## Given data:
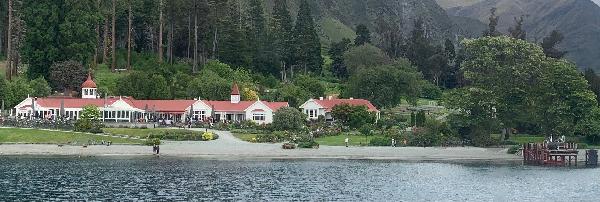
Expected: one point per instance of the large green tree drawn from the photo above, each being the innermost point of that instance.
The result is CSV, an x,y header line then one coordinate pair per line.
x,y
512,81
386,85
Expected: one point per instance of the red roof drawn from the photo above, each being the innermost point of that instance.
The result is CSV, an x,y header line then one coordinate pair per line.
x,y
73,102
227,106
235,90
89,83
329,104
276,105
173,106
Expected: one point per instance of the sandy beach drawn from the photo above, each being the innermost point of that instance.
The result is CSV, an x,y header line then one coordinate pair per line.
x,y
227,146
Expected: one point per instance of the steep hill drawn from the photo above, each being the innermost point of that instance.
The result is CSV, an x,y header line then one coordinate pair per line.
x,y
337,18
578,20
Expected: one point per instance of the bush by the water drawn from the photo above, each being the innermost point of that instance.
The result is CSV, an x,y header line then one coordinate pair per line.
x,y
514,149
274,137
208,136
308,144
151,142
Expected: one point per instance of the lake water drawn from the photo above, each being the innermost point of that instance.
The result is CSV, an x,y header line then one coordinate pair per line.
x,y
188,179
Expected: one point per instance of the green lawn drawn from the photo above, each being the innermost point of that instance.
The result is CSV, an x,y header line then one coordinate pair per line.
x,y
142,133
245,136
15,135
354,140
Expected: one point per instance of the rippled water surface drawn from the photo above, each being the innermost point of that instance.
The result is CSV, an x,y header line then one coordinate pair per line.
x,y
170,179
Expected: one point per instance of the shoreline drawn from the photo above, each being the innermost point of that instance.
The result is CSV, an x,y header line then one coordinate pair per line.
x,y
267,152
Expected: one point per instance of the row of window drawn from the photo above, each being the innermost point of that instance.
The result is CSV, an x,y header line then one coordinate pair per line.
x,y
258,117
89,91
312,113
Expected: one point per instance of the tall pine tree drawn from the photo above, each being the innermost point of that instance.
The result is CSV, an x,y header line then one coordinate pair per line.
x,y
262,54
281,33
308,46
363,35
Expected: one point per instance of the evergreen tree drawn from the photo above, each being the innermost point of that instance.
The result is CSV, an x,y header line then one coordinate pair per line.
x,y
492,31
549,44
363,35
517,31
336,52
58,31
420,50
262,56
281,30
233,46
594,81
308,46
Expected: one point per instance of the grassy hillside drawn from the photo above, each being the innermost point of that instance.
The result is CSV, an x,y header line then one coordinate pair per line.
x,y
456,3
14,135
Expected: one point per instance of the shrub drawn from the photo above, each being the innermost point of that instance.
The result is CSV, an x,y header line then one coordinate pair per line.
x,y
381,141
151,142
423,138
288,118
308,144
207,136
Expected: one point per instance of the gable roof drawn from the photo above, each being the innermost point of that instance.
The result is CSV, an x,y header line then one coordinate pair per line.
x,y
73,102
174,106
276,105
227,106
89,83
328,104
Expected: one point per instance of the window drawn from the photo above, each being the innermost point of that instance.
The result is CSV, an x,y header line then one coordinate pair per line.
x,y
199,115
312,113
258,117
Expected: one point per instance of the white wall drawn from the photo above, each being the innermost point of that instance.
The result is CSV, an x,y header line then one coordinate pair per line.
x,y
250,111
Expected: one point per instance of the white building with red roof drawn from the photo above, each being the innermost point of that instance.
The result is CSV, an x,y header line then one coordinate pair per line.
x,y
126,109
314,108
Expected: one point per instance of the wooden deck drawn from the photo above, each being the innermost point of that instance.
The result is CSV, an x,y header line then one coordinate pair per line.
x,y
554,154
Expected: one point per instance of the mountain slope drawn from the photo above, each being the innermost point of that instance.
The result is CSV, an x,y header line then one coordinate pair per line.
x,y
577,20
345,15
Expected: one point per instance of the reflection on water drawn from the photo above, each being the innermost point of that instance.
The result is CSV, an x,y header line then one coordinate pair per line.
x,y
169,179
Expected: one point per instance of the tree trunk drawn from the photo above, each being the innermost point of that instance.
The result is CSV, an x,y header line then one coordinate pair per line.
x,y
171,34
160,23
113,65
215,42
189,36
8,75
105,44
508,133
129,37
195,65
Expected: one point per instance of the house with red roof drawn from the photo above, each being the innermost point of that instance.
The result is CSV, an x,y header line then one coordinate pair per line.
x,y
127,109
314,108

## Stated goal:
Copy the whole listing above word for word, leaving out the pictures.

## Full answer:
Expected: one point per instance of the large green tree drawn from the photo above, each being the innermost point of that instance.
The result is CSV, an x,y header line then one coordinate pair per line.
x,y
512,81
386,85
Expected: one point per instance of the red roof drawn from the photo above, each being the innermost point of that instance.
The result is CSV, an x,y header line then one coordinate pair per line.
x,y
73,102
227,106
235,90
89,83
329,104
276,105
173,106
Expected: one point per instance of the sandy beach drawn from the photo above, each being the innermost point of that instance.
The result is CSV, an x,y header line then one coordinate pair per line.
x,y
227,146
Expected: one point per instance of the steep hill drawn from the photo above, each being the innermost point of that instance.
The result is CSV, an x,y header line then one coordinate pair per line.
x,y
337,18
578,20
Expected: one point per instance of the bush by the water drawn from the photo above, each being the innermost point of that instance.
The result is CSV, an x,y header line then one coordinate pair per line.
x,y
514,149
274,137
208,136
308,144
151,142
Expected: one point per instance of the lake water drawn from the photo above, each being the innermost point of that instance.
The result is CSV, an x,y header line then one coordinate pair per line.
x,y
188,179
Expected: one point per instance of the green lawn drawn from the photo above, each being the innermost point of that instance.
The result is CSV, an x,y header line then one coordinate pair per line.
x,y
142,133
245,136
15,135
354,140
Expected: one point per instance of the rippled water surface drawn from the photo above, each being the innermost point of that instance.
The result is CSV, an x,y header line then one coordinate pair per line.
x,y
170,179
Expected: one point per instance of the shoreline drawn from the photo above, each being the innermost point of that instance.
The result is CSV, an x,y header line then one coordinate pair per line.
x,y
267,152
Expected: one point per instance of the row of window drawn from the photo above, each being the innermost point of that instance.
The result is CSV, an x,y header line then one coordinate pair per line.
x,y
258,117
89,91
312,113
Expected: one point per instance of the tall pine tree drawn from the photo above, each being the innermost point of that instance.
The result is CSV, an x,y header line then one coordinate pair per line.
x,y
262,54
281,33
308,46
363,35
Expected: one point per instance of the evergreen tree drawn from the photo above, each being the innermost point of that instance.
The result is CSV, an x,y header line then one coordinate pair per line.
x,y
492,31
549,44
363,35
517,31
336,52
58,31
420,50
262,56
281,30
233,46
594,81
308,46
Expected: one point per instance of the grassy hillside drawn from the photo above, each being the innermost point of that instance.
The result is CSV, an x,y header line then one coordinate pair per line.
x,y
456,3
14,135
Expected: one point per instance of the shrub drawn from the photo above, each being the innermost point of that instance.
The result is CSV, an x,y header line then one coordinate pair per line.
x,y
381,141
151,142
423,138
288,118
308,144
207,136
Expected: one point per instance of the gable roof drawn from the photo above, each being the innermost point of that instance.
The result is CSV, an x,y header line then one coordinate pair per line.
x,y
73,102
174,106
276,105
227,106
89,83
328,104
Expected: one point per instance of the window drawn from the photo above, each being the innermost point of that instance.
The result is CSV, an x,y header line then one coordinate pair per line.
x,y
199,115
312,113
258,117
Expected: one point per instance of the white wall drawn from the photo above, each being the innermost point of that instance.
The result is CSV, an x,y header line then one coordinate pair per line.
x,y
250,111
Expected: one point per instance of the white building with red roof drawn from the photo above, each being the innermost point of that instance.
The result is CSV, an x,y header line then one coordinate pair per line.
x,y
126,109
314,108
Expected: one point per instance of the wooden deck drawn from the photo above, each being the innermost point of that instance.
The result is CSV, an x,y header line then one coordinate pair per line.
x,y
554,154
Expected: one point per instance of the mountain slope drawn from the photo above, each being the innermost point of that instance.
The result is CSV, an x,y header line then one coordinate pair per line.
x,y
577,20
345,15
Expected: one point per instance of the reflection on water drawn from the photo above, each being the innermost point of that instance.
The result is CSV, an x,y header line then one coordinate pair per line.
x,y
169,179
Expected: one point per instance of the tree trunk drawn from the photo above, each being the innermost point of that instance.
The result is CSV, an x,y header line then one coordinate pair per line.
x,y
171,34
160,23
113,65
215,42
189,36
8,75
105,44
508,133
129,37
195,65
Expected: one point per instance of the house with red roof drawn from the photo above, each being the innermost point of that instance.
The result is CSV, an x,y header line then one coordinate pair per line.
x,y
127,109
314,108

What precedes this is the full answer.